Selected passage:
== == ==

Life with kids is all sorts of fun. Interesting, different, horizon-expanding fun. Every day kids find a way to make you look at life a little differently, and that' such an awesome thing. As parents, its our job to help our kids grow, but nobody ever said that they grow us, too. I mean, if someone had told me 20 years ago that I'd catch vomit in my hands, I'd have scoffed. Loudly. And then there is Micah. Parenting 3 other kids before him didn't really prepare me much for parenting that boy. It did in the sense that I knew how to change diapers and burp him, but in truth, that's about the only similarities there are. It's so difficult to explain, really. He's exactly like the other kids, and yet not at all like them. If he were a Facebook relationship, he'd be labeled as "it's complicated."
The fact that Micah is still a toddler in many ways is evident when you've spent time with him. While his physical years measure 11, he's not really 11 at all. Socially, he's as close his age as not, but that's dependent on his mood, the day of the week and who he's with. Just like any kid. And yet, there are days when he just is overtired and out of sorts and belligerent. Just like any kid.
Like last evening, we were at a restaurant, and Micah had just had a long day of being overtired from too much summer. He grumped about the sandwich we got him because it wasn't like the other boys' sandwiches. (It was better, actually.) He refused to eat, crossed his arms, and set up a verbal protest that alerted the restaurant that something was definitely amiss in our corner of the establishment. I calmly hunkered down beside him, smiled (for the sake of the restaurant), and said, "Micah, this is what we're eating. You can either eat this or go sit in the van."

== == ==

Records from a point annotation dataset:
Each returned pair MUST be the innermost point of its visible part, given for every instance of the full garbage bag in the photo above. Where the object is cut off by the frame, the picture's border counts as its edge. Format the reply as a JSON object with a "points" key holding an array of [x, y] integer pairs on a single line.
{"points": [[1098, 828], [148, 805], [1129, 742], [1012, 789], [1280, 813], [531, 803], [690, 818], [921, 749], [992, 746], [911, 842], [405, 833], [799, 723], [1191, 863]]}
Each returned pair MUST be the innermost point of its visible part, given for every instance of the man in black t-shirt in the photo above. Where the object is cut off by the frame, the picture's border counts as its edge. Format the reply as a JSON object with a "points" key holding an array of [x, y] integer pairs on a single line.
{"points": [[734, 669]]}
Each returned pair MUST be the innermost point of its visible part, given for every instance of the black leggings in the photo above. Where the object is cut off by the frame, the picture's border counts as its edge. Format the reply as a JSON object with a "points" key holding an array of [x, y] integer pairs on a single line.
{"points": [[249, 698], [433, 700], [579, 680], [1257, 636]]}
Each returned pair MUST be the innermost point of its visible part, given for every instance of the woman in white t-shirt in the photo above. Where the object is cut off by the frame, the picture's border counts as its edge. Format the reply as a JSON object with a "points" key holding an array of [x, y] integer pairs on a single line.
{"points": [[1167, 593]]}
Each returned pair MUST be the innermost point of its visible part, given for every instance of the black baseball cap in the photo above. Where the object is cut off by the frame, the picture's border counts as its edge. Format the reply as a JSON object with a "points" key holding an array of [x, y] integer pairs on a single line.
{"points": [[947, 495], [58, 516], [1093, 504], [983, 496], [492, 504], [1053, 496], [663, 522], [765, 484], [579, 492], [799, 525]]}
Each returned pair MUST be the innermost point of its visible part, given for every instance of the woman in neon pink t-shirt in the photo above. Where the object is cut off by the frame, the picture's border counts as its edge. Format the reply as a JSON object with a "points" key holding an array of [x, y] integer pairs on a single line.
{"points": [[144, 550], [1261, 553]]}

== == ==

Directions:
(a) Reproduce word for word the part of the passage about parenting Micah starting at "The fact that" and ending at "belligerent. Just like any kid.".
(b) Resume the passage about parenting Micah, writing on from its final sentence.
The data shown here has no connection to the passage about parenting Micah.

Results for each task:
(a)
The fact that Micah is still a toddler in many ways is evident when you've spent time with him. While his physical years measure 11, he's not really 11 at all. Socially, he's as close his age as not, but that's dependent on his mood, the day of the week and who he's with. Just like any kid. And yet, there are days when he just is overtired and out of sorts and belligerent. Just like any kid.

(b)
It was pretty much screamed. He pointed to Josh's sandwich. I asked Josh if he wanted to trade for the sake of peace and quiet, which we do a lot. Which isn't fair to the other kids at all, nor does it teach Micah that the world doesn't revolve around him. But we're in public, so what is there to be done, really? (Not that we'd beat a kid for not eating his sandwich, but one can't just let him sit there and throw a temper tantrum either. That's what he'd do; we know from experience.) Thankfully Josh was more than glad to trade (a better sandwich? Heck yeah!)
Three bites in and Micah realized that the previous sandwich was the better of the two. He wanted his back. Another verbal fit of pouting and yelling, accompanied by much arm waving and finger pointing. You just can't ignore this kind of behavior in public, whether you're the parent or an innocent bystander. Neither want it to be happening, mind you, and both parties have strong feelings about it. The innocent bystanders that are sympathetic are parents. Those who shoot evil looks are the ones who make you feel all sorts of uncomfortable and apologetic, while also wanting to secretly deliver your kid on his very worst day to their front doorstep so they, too, can learn that sometimes you have zero control over the situation.
I asked Josh if he wanted to trade again. I pointed out that the better sandwich was now half eaten and Micah's only had 2 bites taken out of it. He was getting far more sandwich in the long run. Josh is 17; food speaks to him. Again, he was glad to trade.
I tried teaching Micah that we don't act that way in public. I tried talking to him, and reasoning with him, and threatening to take him to the van to sit. These pathetic attempts on my part only served to enrage him more, because he was very overtired from too much summer and acting like a 2 year old in a temper tantrum. Reasoning just goes right out the window when 2 year olds are tantruming. I felt I had no choice in the parenting realm but to remove Micah from the situation until he could see reason again. I've found that simply sitting in the van until he calms himself and then apologizes for his behavior are phenomenal at correcting public fits of insanity. (And I'm very grateful for Kindle on my phone for entertaining me effectively while I ignore him just as effectively.) But I had a revelation last night that made me wonder how I'm going to parent this kind of behavior in the future.
I couldn't take Micah to the van, because he didn't want to go.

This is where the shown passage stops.